[What is being asked] Recast the material below as a numbered list, one line per item, with blank lines dropped. Omit the pictures from your answer.

[Shape annotation entries]
►

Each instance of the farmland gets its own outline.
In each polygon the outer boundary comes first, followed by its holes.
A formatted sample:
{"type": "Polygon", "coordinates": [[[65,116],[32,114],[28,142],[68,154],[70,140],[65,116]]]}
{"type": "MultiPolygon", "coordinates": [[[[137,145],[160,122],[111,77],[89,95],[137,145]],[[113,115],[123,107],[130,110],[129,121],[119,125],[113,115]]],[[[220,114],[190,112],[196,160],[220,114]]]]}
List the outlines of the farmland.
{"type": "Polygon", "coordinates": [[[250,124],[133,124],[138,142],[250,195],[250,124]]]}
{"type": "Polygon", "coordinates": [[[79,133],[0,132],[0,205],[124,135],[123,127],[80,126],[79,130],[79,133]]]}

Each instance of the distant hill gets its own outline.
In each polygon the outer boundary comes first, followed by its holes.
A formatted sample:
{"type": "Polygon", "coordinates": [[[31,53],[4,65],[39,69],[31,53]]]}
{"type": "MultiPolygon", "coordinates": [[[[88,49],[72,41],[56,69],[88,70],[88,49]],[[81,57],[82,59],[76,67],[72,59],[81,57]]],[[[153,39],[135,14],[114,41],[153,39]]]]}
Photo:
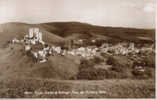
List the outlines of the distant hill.
{"type": "Polygon", "coordinates": [[[45,30],[61,37],[82,35],[83,38],[108,37],[111,41],[154,42],[154,29],[135,29],[122,27],[102,27],[79,22],[54,22],[40,24],[45,30]]]}
{"type": "Polygon", "coordinates": [[[22,37],[30,27],[39,27],[46,42],[56,43],[66,39],[95,39],[133,42],[154,42],[154,29],[134,29],[122,27],[102,27],[80,22],[52,22],[42,24],[6,23],[0,25],[0,44],[22,37]]]}

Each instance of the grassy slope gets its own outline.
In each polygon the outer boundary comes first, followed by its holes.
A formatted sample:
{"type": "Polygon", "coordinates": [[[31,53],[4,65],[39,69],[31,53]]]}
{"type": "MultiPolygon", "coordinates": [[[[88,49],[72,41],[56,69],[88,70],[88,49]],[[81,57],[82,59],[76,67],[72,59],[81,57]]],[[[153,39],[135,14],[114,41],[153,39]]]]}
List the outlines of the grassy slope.
{"type": "Polygon", "coordinates": [[[153,80],[102,80],[102,81],[68,81],[33,78],[7,78],[0,81],[0,97],[27,98],[154,98],[155,82],[153,80]],[[102,94],[42,94],[34,92],[51,91],[105,91],[102,94]],[[24,94],[24,92],[33,92],[24,94]]]}
{"type": "MultiPolygon", "coordinates": [[[[94,37],[100,36],[119,40],[139,40],[137,37],[154,39],[154,30],[124,29],[98,27],[82,23],[51,23],[28,25],[24,23],[8,23],[0,27],[0,46],[14,37],[22,37],[29,27],[38,26],[44,32],[44,39],[49,43],[60,42],[63,37],[72,34],[94,37]],[[86,35],[84,35],[86,34],[86,35]],[[97,35],[96,34],[96,35],[97,35]]],[[[75,36],[74,36],[75,37],[75,36]]],[[[78,36],[79,37],[79,36],[78,36]]],[[[72,38],[72,37],[70,37],[72,38]]],[[[77,38],[77,37],[75,37],[77,38]]],[[[150,41],[150,40],[147,40],[150,41]]],[[[69,79],[78,72],[78,58],[51,58],[46,64],[34,64],[24,56],[22,47],[17,46],[13,51],[9,48],[0,49],[0,97],[154,97],[154,80],[113,79],[104,81],[66,81],[51,79],[69,79]],[[62,62],[62,63],[60,63],[62,62]],[[69,65],[68,63],[71,62],[69,65]],[[8,77],[11,77],[10,79],[8,77]],[[14,78],[12,78],[14,77],[14,78]],[[22,77],[22,78],[20,78],[22,77]],[[30,78],[31,77],[31,78],[30,78]],[[38,79],[39,78],[39,79],[38,79]],[[51,78],[45,80],[45,78],[51,78]],[[6,80],[8,79],[8,80],[6,80]],[[26,90],[105,90],[105,95],[24,95],[26,90]]]]}

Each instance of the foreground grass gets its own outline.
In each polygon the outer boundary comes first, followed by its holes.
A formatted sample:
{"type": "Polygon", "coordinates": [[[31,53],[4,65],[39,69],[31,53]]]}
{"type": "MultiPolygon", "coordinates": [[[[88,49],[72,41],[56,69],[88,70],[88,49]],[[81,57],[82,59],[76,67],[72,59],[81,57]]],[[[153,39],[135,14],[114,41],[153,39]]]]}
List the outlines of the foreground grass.
{"type": "Polygon", "coordinates": [[[1,98],[155,98],[154,80],[107,79],[73,81],[50,79],[5,79],[1,98]],[[82,93],[83,91],[84,93],[82,93]],[[57,92],[57,94],[53,94],[57,92]]]}

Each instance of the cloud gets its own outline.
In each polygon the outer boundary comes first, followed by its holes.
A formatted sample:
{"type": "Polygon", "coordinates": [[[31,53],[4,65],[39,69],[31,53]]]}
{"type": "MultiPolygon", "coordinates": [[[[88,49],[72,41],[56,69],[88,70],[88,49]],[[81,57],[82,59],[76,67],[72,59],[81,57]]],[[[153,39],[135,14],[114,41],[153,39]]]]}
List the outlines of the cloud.
{"type": "Polygon", "coordinates": [[[147,13],[152,13],[155,11],[155,5],[152,3],[146,4],[145,7],[143,8],[144,12],[147,13]]]}

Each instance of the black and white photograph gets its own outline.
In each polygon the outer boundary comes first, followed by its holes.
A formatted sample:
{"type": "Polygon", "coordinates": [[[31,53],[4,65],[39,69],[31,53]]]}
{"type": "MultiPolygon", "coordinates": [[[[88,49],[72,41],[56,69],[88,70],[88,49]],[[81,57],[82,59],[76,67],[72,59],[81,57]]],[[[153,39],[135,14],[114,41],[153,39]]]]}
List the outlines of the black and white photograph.
{"type": "Polygon", "coordinates": [[[155,0],[0,0],[0,98],[155,99],[155,0]]]}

◄

[Output for this task]
1. Each instance of the farmland gets its own outline.
2. In each polygon the outer boundary comes first, followed by its holes.
3. A formatted sample:
4. {"type": "Polygon", "coordinates": [[[65,116],[32,114],[28,142],[68,154],[70,140],[65,116]]]}
5. {"type": "MultiPolygon", "coordinates": [[[[137,145],[160,122],[111,77],[89,95],[137,145]],[[113,115],[123,107],[130,110],[129,121],[119,125],[113,115]]],[[[220,114],[190,112],[196,160],[220,114]]]]}
6. List the outlines of the farmland.
7. {"type": "Polygon", "coordinates": [[[250,124],[133,124],[138,142],[250,195],[250,124]]]}
8. {"type": "Polygon", "coordinates": [[[79,133],[0,132],[0,205],[124,135],[123,127],[80,126],[79,130],[79,133]]]}
9. Each instance of the distant hill gets its own outline.
10. In each polygon the outer boundary comes first, followed by its holes.
11. A formatted sample:
12. {"type": "Polygon", "coordinates": [[[31,53],[4,65],[39,69],[31,53]]]}
13. {"type": "MultiPolygon", "coordinates": [[[[88,49],[72,41],[56,69],[88,70],[88,49]],[[81,57],[82,59],[76,67],[72,59],[81,57]]],[[[153,39],[135,14],[114,41],[153,39]]]]}
14. Photo:
15. List the outlines of the distant hill.
16. {"type": "Polygon", "coordinates": [[[45,30],[61,37],[82,35],[83,38],[108,37],[111,41],[154,42],[154,29],[135,29],[122,27],[102,27],[79,22],[54,22],[40,24],[45,30]]]}
17. {"type": "Polygon", "coordinates": [[[22,37],[30,27],[39,27],[46,42],[56,43],[66,39],[95,39],[133,42],[154,42],[154,29],[134,29],[122,27],[102,27],[80,22],[52,22],[42,24],[6,23],[0,25],[0,44],[22,37]]]}
18. Each instance of the grassy slope gets its own outline.
19. In each polygon the outer boundary comes first, followed by its holes.
20. A formatted sample:
21. {"type": "Polygon", "coordinates": [[[31,53],[4,65],[39,69],[31,53]]]}
22. {"type": "MultiPolygon", "coordinates": [[[[88,49],[72,41],[56,69],[88,70],[88,49]],[[81,57],[82,59],[76,67],[72,59],[81,57]]],[[[153,39],[135,14],[114,41],[153,39]]]]}
23. List the outlines of the grassy slope.
24. {"type": "Polygon", "coordinates": [[[153,80],[102,80],[102,81],[68,81],[33,78],[7,78],[0,81],[0,97],[27,98],[154,98],[155,82],[153,80]],[[102,94],[42,94],[34,92],[51,91],[105,91],[102,94]],[[24,94],[24,92],[33,92],[24,94]]]}
25. {"type": "MultiPolygon", "coordinates": [[[[94,37],[100,36],[119,40],[139,40],[137,37],[154,39],[154,30],[124,29],[98,27],[82,23],[51,23],[28,25],[24,23],[8,23],[0,27],[0,46],[14,37],[22,37],[29,27],[38,26],[44,32],[44,39],[49,43],[60,42],[63,37],[72,34],[94,37]],[[86,35],[84,35],[86,34],[86,35]],[[97,35],[96,34],[96,35],[97,35]]],[[[75,36],[74,36],[75,37],[75,36]]],[[[78,36],[79,37],[79,36],[78,36]]],[[[72,38],[72,37],[70,37],[72,38]]],[[[77,38],[77,37],[75,37],[77,38]]],[[[150,41],[150,40],[147,40],[150,41]]],[[[69,79],[78,72],[78,58],[51,58],[46,64],[34,64],[24,56],[22,47],[17,46],[13,51],[9,48],[0,49],[0,97],[154,97],[154,80],[113,79],[104,81],[66,81],[51,79],[69,79]],[[62,62],[62,63],[60,63],[62,62]],[[69,65],[68,63],[71,62],[69,65]],[[8,77],[11,77],[10,79],[8,77]],[[14,78],[12,78],[14,77],[14,78]],[[22,77],[22,78],[20,78],[22,77]],[[30,78],[31,77],[31,78],[30,78]],[[38,79],[39,78],[39,79],[38,79]],[[51,78],[45,80],[45,78],[51,78]],[[6,80],[8,79],[8,80],[6,80]],[[26,90],[105,90],[105,95],[24,95],[26,90]]]]}
26. Each instance of the foreground grass gets its own outline.
27. In each polygon the outer boundary comes first, followed by its holes.
28. A formatted sample:
29. {"type": "Polygon", "coordinates": [[[31,53],[4,65],[39,69],[31,53]]]}
30. {"type": "MultiPolygon", "coordinates": [[[[88,49],[72,41],[56,69],[88,70],[88,49]],[[81,57],[82,59],[76,67],[72,59],[81,57]]],[[[153,39],[135,14],[114,41],[153,39]]]]}
31. List the outlines of the foreground grass.
32. {"type": "Polygon", "coordinates": [[[1,98],[155,98],[154,80],[107,79],[73,81],[50,79],[5,79],[1,98]],[[82,93],[83,91],[84,93],[82,93]],[[57,92],[57,94],[53,94],[57,92]]]}
33. Each instance of the cloud gets its own outline.
34. In each polygon the outer boundary comes first, followed by its holes.
35. A formatted sample:
36. {"type": "Polygon", "coordinates": [[[31,53],[4,65],[39,69],[31,53]]]}
37. {"type": "MultiPolygon", "coordinates": [[[[88,49],[72,41],[56,69],[88,70],[88,49]],[[81,57],[82,59],[76,67],[72,59],[81,57]]],[[[153,39],[135,14],[114,41],[153,39]]]]}
38. List the outlines of the cloud.
39. {"type": "Polygon", "coordinates": [[[147,13],[152,13],[155,11],[155,5],[152,3],[146,4],[145,7],[143,8],[144,12],[147,13]]]}
40. Each instance of the black and white photograph gets its own outline.
41. In each polygon the outer boundary comes first, followed by its holes.
42. A formatted sample:
43. {"type": "Polygon", "coordinates": [[[31,53],[4,65],[39,69],[31,53]]]}
44. {"type": "MultiPolygon", "coordinates": [[[[88,49],[72,41],[56,69],[88,70],[88,49]],[[81,57],[82,59],[76,67],[72,59],[81,57]]],[[[153,39],[135,14],[114,41],[153,39]]]]}
45. List the outlines of the black and white photograph.
46. {"type": "Polygon", "coordinates": [[[155,0],[0,0],[0,98],[155,99],[155,0]]]}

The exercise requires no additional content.